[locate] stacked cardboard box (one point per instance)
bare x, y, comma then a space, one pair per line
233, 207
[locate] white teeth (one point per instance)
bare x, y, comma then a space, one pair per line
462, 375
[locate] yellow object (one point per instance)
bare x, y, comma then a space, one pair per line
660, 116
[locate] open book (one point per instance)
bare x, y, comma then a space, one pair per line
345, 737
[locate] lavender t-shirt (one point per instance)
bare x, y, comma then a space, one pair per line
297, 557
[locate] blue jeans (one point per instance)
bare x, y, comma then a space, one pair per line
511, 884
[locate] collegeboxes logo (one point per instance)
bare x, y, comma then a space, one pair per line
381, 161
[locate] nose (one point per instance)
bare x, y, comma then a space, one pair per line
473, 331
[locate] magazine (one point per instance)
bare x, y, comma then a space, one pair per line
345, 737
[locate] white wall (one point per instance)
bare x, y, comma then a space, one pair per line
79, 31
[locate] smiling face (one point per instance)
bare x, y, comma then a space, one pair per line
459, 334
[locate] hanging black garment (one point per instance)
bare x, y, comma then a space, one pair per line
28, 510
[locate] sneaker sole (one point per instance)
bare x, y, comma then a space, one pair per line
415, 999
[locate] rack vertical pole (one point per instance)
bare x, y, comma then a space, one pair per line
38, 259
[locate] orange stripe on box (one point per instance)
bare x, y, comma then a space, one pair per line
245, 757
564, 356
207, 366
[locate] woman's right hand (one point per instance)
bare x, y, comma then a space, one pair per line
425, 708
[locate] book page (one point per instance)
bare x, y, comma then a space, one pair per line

————

--- Exercise brief ---
Transcribe each of the items above exactly as they appear, keeping every line unchanged and in its original order.

--- Correct answer ---
[locate] stacked cardboard box (one point per instance)
bare x, y, comma then a space, one pair per line
233, 207
[locate] white teeth (one point per instance)
bare x, y, comma then a space, one pair per line
462, 375
[locate] yellow object (one point per instance)
bare x, y, comma then a space, one pair per line
660, 116
[locate] open book (one point per instance)
bare x, y, comma then a space, one pair per line
345, 737
[locate] lavender t-shirt (one point per instance)
bare x, y, comma then a space, one pair per line
297, 557
[locate] blue jeans (one point per instance)
bare x, y, comma then a space, one pair per line
511, 884
[locate] collegeboxes logo (one point per instance)
bare x, y, comma then a space, one pair per line
381, 161
[locate] nose (one point per instance)
bare x, y, comma then a space, one pair per line
473, 331
[locate] magazine (one point per instance)
bare x, y, comma then a space, one pair per line
345, 737
[locate] white wall (one point per instance)
bare x, y, comma then a space, one pair per line
79, 31
[locate] smiling face (one point per instance)
bare x, y, comma then a space, one pair per line
459, 334
[locate] hanging black garment (one point per instance)
bare x, y, comma then a space, one pair per line
28, 510
[locate] sneaker sole (one point per instance)
bare x, y, comma then a space, one pair per line
415, 999
[locate] rack vertical pole (one point per instance)
bare x, y, comma then a space, one pair per line
38, 259
[locate] orange stripe on box (one point per instance)
bare x, y, comma then a space, one pair per line
245, 757
564, 356
207, 366
[locate] woman's right hand (one point per instance)
bare x, y, comma then a space, one pair per line
425, 708
[locate] book page (one point per instance)
bare x, y, comma then a space, one pair per line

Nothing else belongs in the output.